## [Image annotation data for region boundaries]
┄┄┄┄┄┄

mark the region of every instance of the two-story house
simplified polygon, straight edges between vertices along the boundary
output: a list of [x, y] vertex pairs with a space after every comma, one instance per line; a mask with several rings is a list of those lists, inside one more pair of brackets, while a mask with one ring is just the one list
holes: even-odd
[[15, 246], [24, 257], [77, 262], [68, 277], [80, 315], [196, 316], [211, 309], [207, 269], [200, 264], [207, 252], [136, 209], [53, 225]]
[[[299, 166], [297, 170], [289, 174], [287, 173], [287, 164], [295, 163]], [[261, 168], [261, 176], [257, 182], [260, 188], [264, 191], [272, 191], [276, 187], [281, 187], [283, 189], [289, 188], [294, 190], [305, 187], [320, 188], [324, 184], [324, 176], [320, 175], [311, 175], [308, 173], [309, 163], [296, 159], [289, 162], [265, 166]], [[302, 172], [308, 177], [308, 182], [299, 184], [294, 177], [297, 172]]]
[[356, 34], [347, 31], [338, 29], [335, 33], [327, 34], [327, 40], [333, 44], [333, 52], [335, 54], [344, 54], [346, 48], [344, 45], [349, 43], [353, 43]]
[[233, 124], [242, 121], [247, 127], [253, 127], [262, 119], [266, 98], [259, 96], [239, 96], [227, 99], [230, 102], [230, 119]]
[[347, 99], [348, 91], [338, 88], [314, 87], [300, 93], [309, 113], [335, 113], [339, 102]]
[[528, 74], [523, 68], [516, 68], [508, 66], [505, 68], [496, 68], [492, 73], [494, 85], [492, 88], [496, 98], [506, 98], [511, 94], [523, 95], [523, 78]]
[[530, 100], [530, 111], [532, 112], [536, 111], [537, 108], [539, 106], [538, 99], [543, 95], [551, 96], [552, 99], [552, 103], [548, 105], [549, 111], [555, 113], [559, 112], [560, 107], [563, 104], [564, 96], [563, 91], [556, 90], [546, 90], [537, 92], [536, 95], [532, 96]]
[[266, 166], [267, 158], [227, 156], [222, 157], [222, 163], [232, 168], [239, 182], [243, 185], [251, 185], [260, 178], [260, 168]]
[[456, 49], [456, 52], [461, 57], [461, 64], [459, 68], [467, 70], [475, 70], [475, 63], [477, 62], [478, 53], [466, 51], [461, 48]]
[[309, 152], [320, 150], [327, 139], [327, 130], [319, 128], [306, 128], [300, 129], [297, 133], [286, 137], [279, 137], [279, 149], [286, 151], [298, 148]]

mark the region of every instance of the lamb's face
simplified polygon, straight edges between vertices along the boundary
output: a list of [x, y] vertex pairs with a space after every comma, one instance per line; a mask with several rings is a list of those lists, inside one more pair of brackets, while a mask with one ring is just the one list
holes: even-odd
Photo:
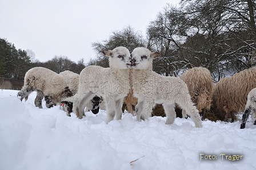
[[135, 48], [131, 52], [131, 66], [134, 70], [145, 70], [152, 66], [153, 60], [160, 56], [158, 52], [151, 52], [145, 47]]
[[127, 48], [118, 47], [113, 50], [103, 50], [102, 52], [109, 58], [109, 65], [118, 69], [131, 68], [131, 56]]

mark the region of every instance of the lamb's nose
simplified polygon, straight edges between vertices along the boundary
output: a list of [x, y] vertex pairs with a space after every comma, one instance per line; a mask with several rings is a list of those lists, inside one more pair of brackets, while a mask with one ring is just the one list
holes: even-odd
[[132, 59], [130, 62], [131, 62], [131, 66], [133, 66], [134, 64], [134, 62], [136, 62], [136, 60], [134, 59]]

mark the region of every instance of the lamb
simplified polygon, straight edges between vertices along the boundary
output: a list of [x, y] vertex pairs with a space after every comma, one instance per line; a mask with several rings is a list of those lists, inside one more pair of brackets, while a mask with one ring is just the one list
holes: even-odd
[[256, 125], [256, 88], [251, 90], [248, 94], [245, 110], [242, 118], [241, 129], [244, 129], [245, 128], [245, 124], [250, 114], [252, 114], [251, 120], [254, 121], [254, 124]]
[[74, 105], [77, 117], [82, 119], [86, 103], [95, 95], [102, 96], [105, 102], [108, 123], [115, 115], [116, 119], [122, 118], [122, 104], [129, 90], [130, 54], [123, 47], [103, 50], [102, 52], [109, 57], [110, 68], [89, 66], [82, 70], [78, 82], [79, 100]]
[[[210, 71], [202, 67], [194, 67], [185, 72], [180, 78], [187, 84], [192, 102], [203, 120], [206, 110], [211, 108], [213, 98], [213, 81]], [[186, 115], [184, 110], [182, 115], [183, 118]]]
[[46, 107], [50, 108], [73, 95], [62, 75], [41, 67], [34, 67], [27, 71], [25, 76], [24, 85], [17, 95], [21, 101], [24, 98], [26, 101], [29, 95], [34, 91], [37, 92], [35, 105], [40, 108], [42, 108], [43, 96]]
[[158, 58], [160, 53], [138, 47], [131, 56], [134, 95], [138, 99], [135, 107], [137, 120], [147, 119], [155, 103], [162, 103], [167, 116], [166, 124], [172, 124], [176, 117], [176, 103], [190, 116], [196, 127], [202, 127], [198, 110], [191, 100], [186, 83], [179, 78], [161, 76], [152, 70], [153, 59]]
[[[73, 94], [77, 94], [78, 92], [78, 84], [79, 80], [79, 74], [73, 72], [69, 70], [59, 73], [60, 75], [63, 75], [66, 80], [66, 83], [69, 84], [69, 87], [72, 91]], [[61, 102], [61, 108], [64, 110], [67, 115], [70, 116], [70, 113], [73, 112], [73, 100], [77, 98], [78, 95], [75, 95], [74, 96], [68, 98]], [[102, 99], [97, 96], [95, 96], [92, 100], [86, 103], [86, 111], [91, 111], [94, 114], [97, 114], [99, 112], [99, 104], [101, 104]], [[85, 115], [84, 112], [83, 115]]]
[[133, 74], [133, 69], [130, 68], [130, 74], [129, 74], [129, 83], [130, 83], [130, 91], [128, 95], [125, 97], [123, 100], [123, 106], [122, 107], [122, 111], [123, 112], [125, 111], [125, 107], [127, 106], [128, 112], [131, 114], [133, 116], [134, 116], [133, 113], [133, 107], [138, 103], [138, 99], [133, 96], [133, 82], [131, 75]]
[[256, 67], [221, 79], [213, 88], [213, 112], [225, 122], [231, 114], [233, 122], [234, 115], [245, 110], [248, 94], [255, 87]]
[[61, 72], [59, 75], [63, 75], [65, 79], [66, 83], [69, 85], [72, 93], [75, 95], [77, 93], [77, 86], [79, 80], [79, 74], [73, 72], [69, 70]]

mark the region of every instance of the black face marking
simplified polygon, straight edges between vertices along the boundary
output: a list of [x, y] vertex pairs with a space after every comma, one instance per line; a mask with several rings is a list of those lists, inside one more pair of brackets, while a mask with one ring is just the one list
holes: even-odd
[[130, 66], [132, 66], [132, 67], [133, 66], [135, 66], [137, 64], [137, 63], [136, 63], [136, 59], [135, 59], [134, 58], [133, 58], [132, 59], [131, 59], [130, 62], [131, 63]]
[[255, 103], [256, 102], [256, 97], [255, 96], [252, 96], [251, 98], [251, 101]]
[[147, 56], [146, 55], [142, 55], [141, 57], [142, 59], [147, 59]]
[[99, 112], [99, 104], [101, 104], [102, 100], [102, 99], [101, 99], [101, 98], [97, 96], [94, 96], [91, 100], [91, 103], [93, 103], [93, 108], [91, 110], [91, 112], [94, 114], [97, 114]]

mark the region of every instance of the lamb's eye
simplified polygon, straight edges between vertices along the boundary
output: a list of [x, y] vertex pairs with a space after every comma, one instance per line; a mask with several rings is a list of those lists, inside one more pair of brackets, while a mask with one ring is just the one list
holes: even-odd
[[146, 56], [146, 55], [143, 55], [141, 56], [141, 59], [147, 59], [147, 56]]

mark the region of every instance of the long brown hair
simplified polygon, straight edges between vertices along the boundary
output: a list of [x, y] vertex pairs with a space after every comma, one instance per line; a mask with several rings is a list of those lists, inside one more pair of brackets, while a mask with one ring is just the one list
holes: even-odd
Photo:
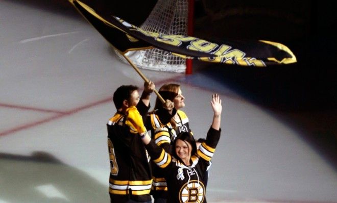
[[[178, 95], [180, 89], [180, 86], [177, 84], [166, 83], [160, 87], [159, 93], [164, 100], [169, 99], [173, 101], [173, 99]], [[163, 108], [162, 107], [163, 104], [160, 99], [157, 97], [154, 109], [161, 109]]]

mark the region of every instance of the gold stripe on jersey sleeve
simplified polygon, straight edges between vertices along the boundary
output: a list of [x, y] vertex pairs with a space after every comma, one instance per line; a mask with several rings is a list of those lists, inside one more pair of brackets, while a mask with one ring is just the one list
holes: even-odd
[[200, 157], [201, 157], [202, 158], [204, 159], [206, 161], [210, 161], [211, 159], [211, 157], [209, 157], [208, 156], [206, 156], [205, 154], [202, 153], [202, 151], [200, 151], [200, 150], [198, 150], [197, 151], [197, 154], [199, 155]]
[[165, 151], [164, 149], [161, 150], [161, 154], [160, 154], [160, 156], [158, 159], [156, 159], [154, 160], [153, 160], [153, 162], [154, 163], [159, 163], [161, 161], [162, 161], [163, 159], [164, 159], [164, 157], [165, 156]]
[[152, 176], [152, 180], [155, 182], [165, 182], [166, 180], [164, 177], [156, 177], [155, 176]]
[[171, 156], [167, 153], [166, 153], [166, 154], [167, 155], [167, 160], [166, 163], [165, 163], [164, 164], [162, 164], [160, 166], [160, 167], [161, 168], [166, 168], [166, 167], [167, 166], [167, 165], [170, 164], [170, 163], [171, 163]]
[[160, 132], [155, 135], [155, 139], [157, 139], [161, 136], [166, 136], [170, 138], [170, 134], [167, 131]]
[[170, 142], [167, 141], [167, 140], [161, 140], [157, 143], [157, 145], [158, 146], [160, 146], [161, 145], [164, 144], [164, 143], [169, 143]]
[[206, 143], [205, 142], [203, 142], [202, 143], [201, 143], [201, 145], [202, 145], [202, 146], [204, 147], [204, 148], [205, 148], [207, 150], [208, 150], [208, 151], [209, 151], [211, 153], [214, 153], [214, 152], [215, 151], [215, 148], [211, 147], [210, 146], [209, 146], [207, 145], [207, 144], [206, 144]]
[[110, 179], [110, 183], [114, 185], [145, 185], [152, 183], [152, 180], [149, 181], [118, 181]]
[[167, 191], [167, 187], [166, 186], [157, 186], [156, 187], [156, 190]]
[[[144, 194], [149, 194], [151, 190], [132, 190], [132, 194], [136, 195], [142, 195]], [[111, 194], [126, 195], [129, 194], [128, 190], [114, 190], [111, 188], [109, 189], [109, 192]]]
[[142, 195], [143, 194], [150, 194], [151, 190], [132, 190], [132, 194], [135, 194], [137, 195]]

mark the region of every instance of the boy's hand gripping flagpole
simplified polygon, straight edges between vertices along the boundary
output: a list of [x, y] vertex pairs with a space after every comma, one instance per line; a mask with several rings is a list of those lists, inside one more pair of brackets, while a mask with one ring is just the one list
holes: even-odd
[[[138, 73], [138, 74], [139, 74], [139, 75], [140, 75], [140, 77], [141, 77], [141, 78], [143, 79], [144, 81], [146, 82], [147, 83], [148, 83], [149, 82], [149, 80], [147, 78], [146, 78], [145, 75], [144, 75], [144, 74], [141, 72], [140, 72], [140, 70], [139, 70], [139, 69], [137, 67], [137, 66], [136, 66], [136, 65], [135, 64], [134, 64], [133, 63], [132, 63], [132, 62], [130, 60], [130, 59], [128, 57], [127, 57], [126, 56], [124, 55], [123, 54], [121, 53], [121, 54], [125, 58], [125, 59], [126, 59], [126, 60], [128, 61], [128, 62], [129, 62], [129, 63], [130, 63], [130, 65], [131, 65], [131, 66], [132, 66], [133, 67], [133, 68], [135, 69], [135, 70], [136, 70], [136, 71]], [[159, 98], [159, 99], [160, 99], [160, 101], [163, 104], [165, 104], [166, 103], [165, 102], [165, 100], [164, 100], [163, 97], [160, 95], [160, 94], [157, 91], [156, 89], [155, 89], [153, 90], [153, 91], [155, 93], [156, 93], [156, 94], [157, 95], [157, 96], [158, 96], [158, 97]]]

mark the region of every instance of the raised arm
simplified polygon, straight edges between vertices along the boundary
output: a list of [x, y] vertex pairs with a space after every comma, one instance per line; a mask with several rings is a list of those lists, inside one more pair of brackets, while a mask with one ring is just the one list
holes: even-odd
[[212, 109], [213, 109], [213, 112], [214, 112], [211, 126], [214, 130], [219, 131], [220, 129], [221, 112], [222, 111], [221, 99], [220, 99], [219, 94], [212, 94], [212, 100], [210, 103]]
[[150, 96], [155, 87], [156, 86], [152, 81], [149, 81], [148, 83], [144, 82], [144, 90], [141, 94], [140, 99], [147, 107], [150, 105]]

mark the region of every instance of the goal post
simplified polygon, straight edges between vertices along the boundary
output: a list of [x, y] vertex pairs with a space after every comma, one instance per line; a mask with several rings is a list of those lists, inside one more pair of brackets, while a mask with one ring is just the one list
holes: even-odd
[[[146, 31], [191, 36], [194, 7], [194, 0], [158, 0], [140, 27]], [[127, 63], [118, 51], [115, 53], [120, 59]], [[125, 54], [139, 68], [192, 73], [191, 59], [185, 59], [156, 48], [129, 51]]]

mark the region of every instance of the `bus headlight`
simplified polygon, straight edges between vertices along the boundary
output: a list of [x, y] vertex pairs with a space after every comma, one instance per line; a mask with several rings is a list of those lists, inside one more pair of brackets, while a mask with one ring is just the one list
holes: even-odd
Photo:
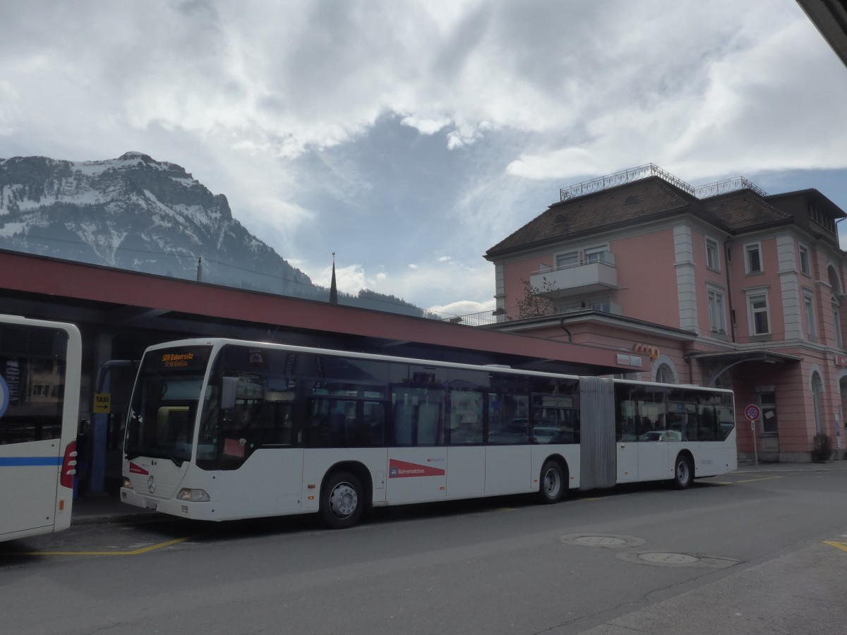
[[176, 494], [176, 500], [202, 502], [211, 500], [212, 499], [209, 498], [209, 495], [206, 493], [205, 489], [189, 489], [188, 488], [183, 488], [180, 490], [180, 493]]

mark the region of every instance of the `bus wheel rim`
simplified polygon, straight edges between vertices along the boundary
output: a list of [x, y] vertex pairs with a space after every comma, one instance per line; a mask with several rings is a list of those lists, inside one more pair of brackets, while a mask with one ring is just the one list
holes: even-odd
[[559, 492], [559, 474], [556, 470], [547, 470], [544, 475], [544, 489], [551, 496], [555, 496]]
[[329, 496], [329, 506], [332, 512], [339, 518], [346, 518], [356, 511], [358, 504], [358, 495], [356, 489], [348, 483], [340, 483], [335, 486]]

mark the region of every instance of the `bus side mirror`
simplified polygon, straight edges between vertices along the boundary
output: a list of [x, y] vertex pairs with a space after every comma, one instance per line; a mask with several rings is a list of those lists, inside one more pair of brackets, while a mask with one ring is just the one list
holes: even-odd
[[232, 410], [235, 407], [235, 395], [238, 392], [237, 377], [222, 377], [220, 379], [220, 409]]

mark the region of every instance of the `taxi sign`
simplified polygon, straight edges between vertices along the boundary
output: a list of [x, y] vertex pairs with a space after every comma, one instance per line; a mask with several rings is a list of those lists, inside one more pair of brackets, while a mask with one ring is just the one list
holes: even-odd
[[94, 407], [97, 414], [108, 415], [112, 411], [112, 393], [94, 393]]

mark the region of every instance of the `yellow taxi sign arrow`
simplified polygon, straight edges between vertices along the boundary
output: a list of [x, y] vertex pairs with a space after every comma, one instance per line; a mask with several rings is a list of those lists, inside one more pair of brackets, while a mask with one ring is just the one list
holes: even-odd
[[108, 415], [112, 411], [112, 393], [94, 393], [94, 406], [91, 411]]
[[847, 551], [847, 543], [837, 543], [834, 540], [824, 540], [824, 544], [828, 544], [830, 547], [835, 547], [836, 549], [840, 549], [844, 551]]

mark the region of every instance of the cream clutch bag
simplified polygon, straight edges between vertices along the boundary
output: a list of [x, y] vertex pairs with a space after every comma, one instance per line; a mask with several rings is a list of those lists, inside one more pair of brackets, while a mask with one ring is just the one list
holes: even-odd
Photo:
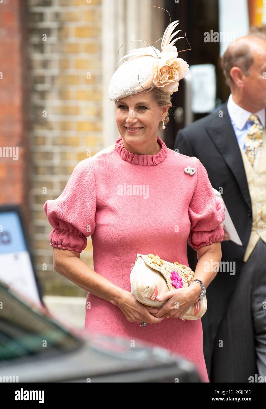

┄┄┄┄┄┄

## [Exercise task]
Count the lines in the listing that contain the string "lamb", treating case as significant. Give only the number.

## [Answer below]
4